>> Start Records for this exercise

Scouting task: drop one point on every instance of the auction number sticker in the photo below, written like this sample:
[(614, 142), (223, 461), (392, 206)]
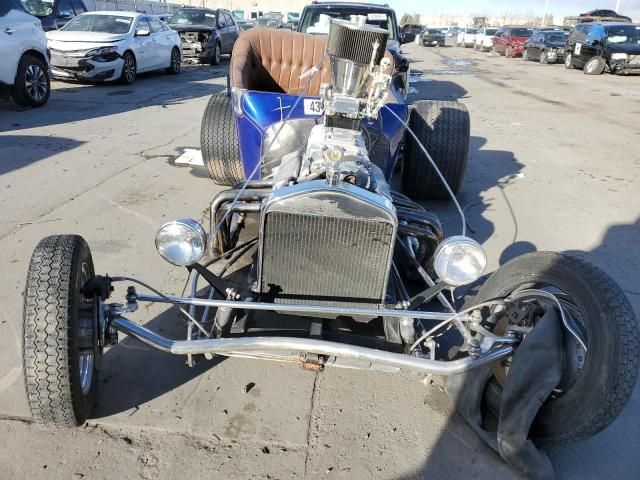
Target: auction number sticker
[(312, 106)]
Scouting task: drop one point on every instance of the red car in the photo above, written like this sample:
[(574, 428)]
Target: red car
[(509, 40)]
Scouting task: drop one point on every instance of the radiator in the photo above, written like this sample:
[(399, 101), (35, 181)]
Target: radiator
[(326, 247)]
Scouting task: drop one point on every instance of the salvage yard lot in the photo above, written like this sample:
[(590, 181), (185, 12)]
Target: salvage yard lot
[(553, 166)]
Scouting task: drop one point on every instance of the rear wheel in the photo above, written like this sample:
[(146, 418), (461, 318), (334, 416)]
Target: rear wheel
[(219, 141), (60, 333), (594, 66), (444, 129), (597, 383), (32, 87)]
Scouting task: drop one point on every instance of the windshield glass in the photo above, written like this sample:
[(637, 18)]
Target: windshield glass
[(115, 24), (623, 34), (556, 37), (317, 22), (194, 17), (40, 8), (521, 32)]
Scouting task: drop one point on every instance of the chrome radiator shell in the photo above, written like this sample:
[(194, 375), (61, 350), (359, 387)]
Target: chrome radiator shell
[(326, 245)]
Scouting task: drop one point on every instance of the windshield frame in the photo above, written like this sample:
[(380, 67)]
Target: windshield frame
[(345, 14), (88, 16)]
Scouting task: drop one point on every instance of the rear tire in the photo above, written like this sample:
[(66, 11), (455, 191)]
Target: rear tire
[(32, 87), (219, 141), (607, 377), (444, 130), (216, 55), (594, 66), (60, 333)]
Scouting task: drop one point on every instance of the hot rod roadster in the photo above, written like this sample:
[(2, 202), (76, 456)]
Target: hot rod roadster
[(344, 270)]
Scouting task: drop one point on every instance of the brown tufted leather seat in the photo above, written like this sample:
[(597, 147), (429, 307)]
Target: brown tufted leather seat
[(270, 60)]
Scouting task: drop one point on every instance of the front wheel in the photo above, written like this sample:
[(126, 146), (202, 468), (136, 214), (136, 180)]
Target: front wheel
[(568, 61), (444, 130), (595, 384), (176, 62), (594, 66), (216, 55), (61, 352), (129, 69)]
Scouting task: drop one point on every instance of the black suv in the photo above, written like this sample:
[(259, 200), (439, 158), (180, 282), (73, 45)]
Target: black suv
[(206, 34), (600, 14), (597, 46), (316, 18), (54, 14)]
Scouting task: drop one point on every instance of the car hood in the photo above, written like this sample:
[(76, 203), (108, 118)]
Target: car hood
[(630, 48), (191, 28), (60, 37)]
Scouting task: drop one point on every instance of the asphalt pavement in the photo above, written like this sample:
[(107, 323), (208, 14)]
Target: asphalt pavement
[(553, 165)]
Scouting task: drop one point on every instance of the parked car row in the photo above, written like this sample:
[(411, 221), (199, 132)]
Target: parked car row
[(593, 46)]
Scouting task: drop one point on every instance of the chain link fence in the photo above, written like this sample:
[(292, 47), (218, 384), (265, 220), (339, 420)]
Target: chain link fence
[(145, 6)]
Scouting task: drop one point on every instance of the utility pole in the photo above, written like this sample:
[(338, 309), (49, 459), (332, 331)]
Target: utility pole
[(546, 12)]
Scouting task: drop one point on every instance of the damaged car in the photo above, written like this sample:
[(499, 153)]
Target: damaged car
[(313, 255), (206, 34), (109, 46)]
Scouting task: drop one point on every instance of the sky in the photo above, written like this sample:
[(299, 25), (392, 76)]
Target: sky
[(559, 8)]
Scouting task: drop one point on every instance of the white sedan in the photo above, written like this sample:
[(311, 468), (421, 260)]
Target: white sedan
[(105, 46)]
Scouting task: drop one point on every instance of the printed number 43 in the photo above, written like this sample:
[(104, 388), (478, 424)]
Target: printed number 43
[(312, 107)]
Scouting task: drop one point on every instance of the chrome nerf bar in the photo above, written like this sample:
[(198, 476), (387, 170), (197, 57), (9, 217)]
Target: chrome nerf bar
[(246, 345), (286, 308)]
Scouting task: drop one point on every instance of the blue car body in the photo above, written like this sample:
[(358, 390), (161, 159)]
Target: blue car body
[(256, 111)]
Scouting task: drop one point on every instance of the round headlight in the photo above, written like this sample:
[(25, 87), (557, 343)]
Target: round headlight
[(181, 242), (459, 261)]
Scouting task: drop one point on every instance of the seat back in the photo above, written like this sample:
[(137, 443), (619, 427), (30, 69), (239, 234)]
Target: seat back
[(270, 60)]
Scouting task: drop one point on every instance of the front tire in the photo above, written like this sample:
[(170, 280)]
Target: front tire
[(176, 62), (219, 141), (60, 333), (444, 129), (568, 61), (594, 66), (32, 87), (603, 384), (129, 69)]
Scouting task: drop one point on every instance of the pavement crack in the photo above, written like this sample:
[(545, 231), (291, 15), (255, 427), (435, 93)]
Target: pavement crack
[(145, 158), (314, 393)]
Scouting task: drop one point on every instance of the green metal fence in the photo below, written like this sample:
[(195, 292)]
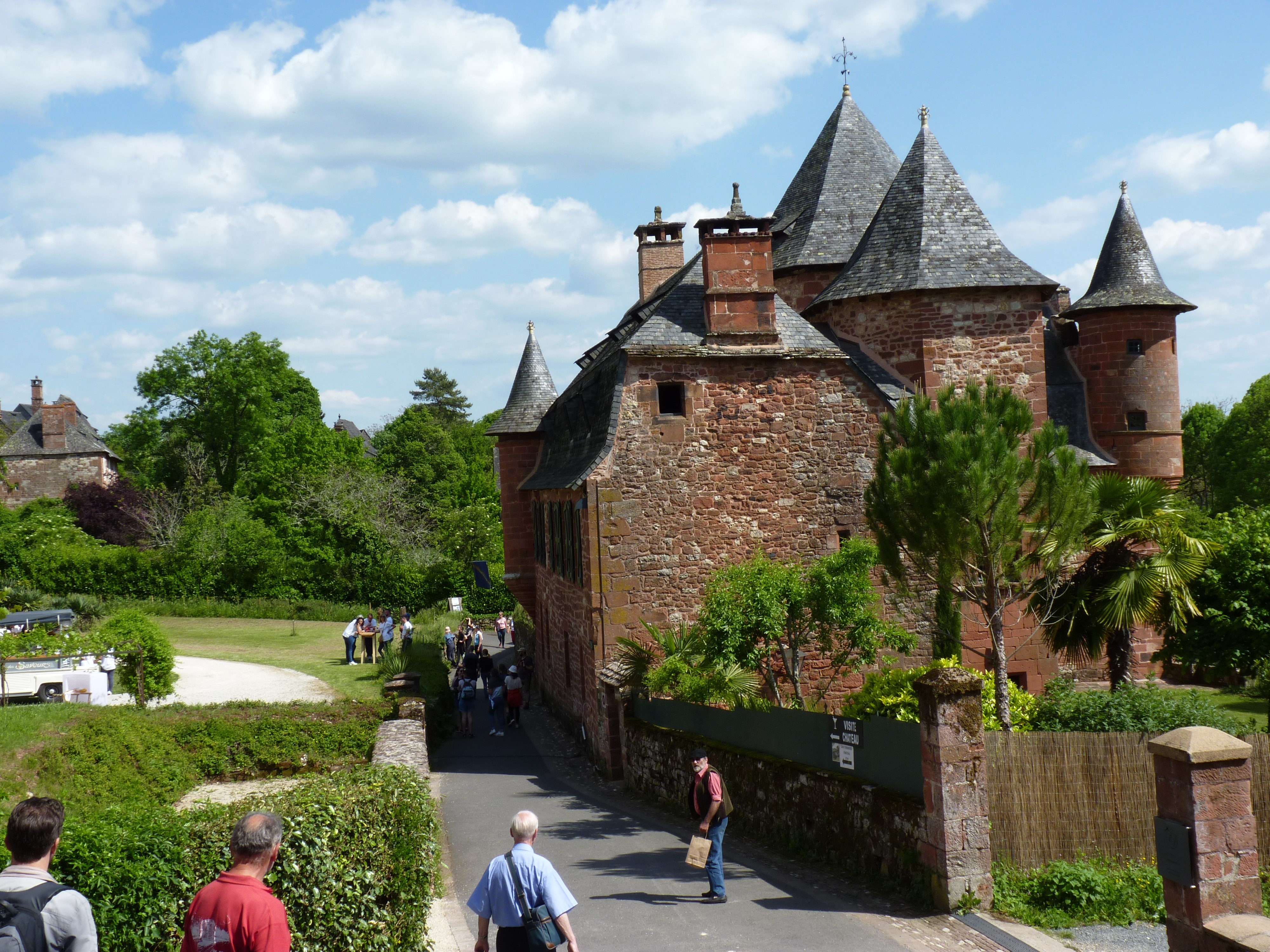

>> End Records for this exercise

- [What to do] Convert the lines above into a JSON list of strings, one string per line, skipping blank lines and leaving out the pictures.

- [Exercise solution]
[
  "Scouting task: drop one point on every instance of the auction number sticker in the photo below, written like this sample:",
  "[(614, 142), (223, 461), (392, 206)]",
  "Target: auction number sticker",
  "[(312, 106)]",
  "Scouting task: drop one point on every instance of the red car in the photo above, written like this sample:",
  "[(574, 428)]",
  "Target: red car",
  "[(509, 40)]",
  "Scouting task: drop one point on every instance of the radiator in the photo above, written like this sample:",
  "[(399, 101), (35, 181)]",
  "Target: radiator",
  "[(326, 247)]",
  "Scouting task: drop one point on every instance of the salvage yard lot in the photo above, written like this sample:",
  "[(590, 181), (185, 12)]",
  "Target: salvage yard lot",
  "[(553, 166)]",
  "Scouting task: drop one point on every instance of the rear wheel in the photo above, written like this sample:",
  "[(146, 418), (461, 318), (334, 416)]",
  "Target: rear wheel",
  "[(219, 141), (60, 333), (594, 66), (444, 129), (597, 383), (32, 87)]",
  "Scouting task: drop one point on every instance of the windshield glass in the photo above, written like this sample:",
  "[(637, 18)]",
  "Target: windshield glass",
  "[(115, 24), (623, 34), (556, 37), (317, 22), (194, 17), (40, 8), (521, 32)]",
  "Scouting task: drop one point on every instance of the chrome radiator shell in the photo above, written like this sample:",
  "[(194, 375), (61, 350), (359, 387)]",
  "Target: chrome radiator shell",
  "[(326, 245)]",
  "Scouting task: drop one point on every instance of the windshield frame in the photo above, written like this sample:",
  "[(380, 67)]",
  "Target: windshield frame",
  "[(345, 14), (88, 16)]",
  "Scouting task: drop one point on every instance of the rear tire in the photo above, written like this sample:",
  "[(66, 11), (455, 191)]",
  "Target: rear tire",
  "[(32, 87), (219, 141), (607, 377), (444, 130), (216, 55), (594, 66), (60, 333)]",
  "Scouting task: drop one point on every instance of the hot rod roadster in the photo above, written like this sample:",
  "[(2, 202), (76, 456)]",
  "Target: hot rod roadster",
  "[(344, 270)]",
  "Scouting task: drop one point on every instance of the brown tufted leather seat in the photo above, written like this sample:",
  "[(597, 147), (429, 307)]",
  "Target: brown tufted leather seat",
  "[(270, 60)]",
  "Scouting task: drop one point on every instance of the front wheel in the photo above, written like this sample:",
  "[(126, 146), (202, 468), (136, 214), (136, 180)]",
  "Target: front wheel",
  "[(568, 61), (444, 130), (595, 384), (176, 62), (594, 66), (216, 55), (61, 352), (129, 69)]",
  "Scouting task: drop one point on every instance of the black suv in the photo above, written like this sample:",
  "[(259, 200), (439, 158), (180, 282), (73, 45)]",
  "Target: black suv",
  "[(206, 34), (600, 14), (597, 46), (316, 18), (54, 14)]",
  "Scouting task: drop one point on every instance of the car hood in the photo above, written like this sample:",
  "[(76, 203), (108, 118)]",
  "Target: car hood",
  "[(630, 48), (191, 28), (60, 37)]",
  "Scouting task: drop one point on every instance of the asphalt pavement in the photo above, written like this sample:",
  "[(107, 323), (208, 14)]",
  "Target: asphalt pavement",
  "[(553, 165)]",
  "Scouting task: drop one point on every instance of the parked car row in the photo above, written like this sample:",
  "[(411, 221), (199, 132)]",
  "Target: parked car row",
  "[(593, 46)]",
  "Scouting task: drop one point on every instance of the chain link fence in the photo above, written like this sample:",
  "[(292, 47), (218, 384), (265, 220), (339, 420)]",
  "Target: chain link fence",
  "[(145, 6)]",
  "Scouting task: drop one point on every instance of the utility pole in the photo above, written like this sample:",
  "[(338, 309), (49, 459), (332, 331)]",
  "Target: utility pole",
  "[(546, 12)]",
  "Scouting task: drop one point on every instance of the damaged car in the photo above, written like this sample:",
  "[(499, 153)]",
  "Target: damaged car",
  "[(313, 255), (206, 34), (109, 46)]",
  "Scouting task: drop one point on every instance of the sky in the photo above, written like this sample:",
  "[(299, 25), (392, 76)]",
  "Target: sky",
  "[(559, 8)]",
  "Scouting task: drop one point on every instance of the white sedan in the photo above, written like this sample:",
  "[(311, 468), (421, 260)]",
  "Target: white sedan",
  "[(105, 46)]",
  "Scouting task: drop one point on every instance of the printed number 43 in the photo above, written like this sample:",
  "[(104, 388), (478, 424)]",
  "Target: printed number 43",
  "[(312, 107)]",
  "Scouting task: drop one point on every instance of the chrome nerf bar in the photo above, written like this sample:",
  "[(198, 476), (387, 170), (197, 57), (9, 217)]",
  "Target: chrome nerf bar",
  "[(246, 345), (286, 308)]",
  "Scouting task: drop one point on every instance of the blue car body in the photo above, written like this sample:",
  "[(358, 390), (161, 159)]",
  "Target: blue car body",
  "[(256, 111)]",
  "Scouting task: drop one point on every instance of the round headlight in the photo above, written like this sample:",
  "[(25, 87), (557, 343)]",
  "Target: round headlight",
  "[(181, 242), (459, 261)]",
  "Scouting task: drop one point on every instance of the seat back in the photo above, written like this sample:",
  "[(137, 443), (619, 427), (30, 69), (239, 234)]",
  "Target: seat back",
  "[(270, 60)]",
  "Scouting task: drop one point on every instance of the front tire in the photo above, written like this sample:",
  "[(170, 280)]",
  "Target: front tire",
  "[(176, 62), (219, 141), (60, 333), (444, 129), (568, 61), (594, 66), (32, 87), (603, 384), (129, 69)]",
  "Scouting task: drop one point on every instance of the pavement crack in the photo above, written like this sample:",
  "[(545, 231), (291, 15), (255, 427), (435, 93)]",
  "Target: pavement crack",
  "[(145, 158), (314, 393)]",
  "Scouting task: drop one point on every instance of the green metal fence in the photo below, written like this sample:",
  "[(195, 292)]"
]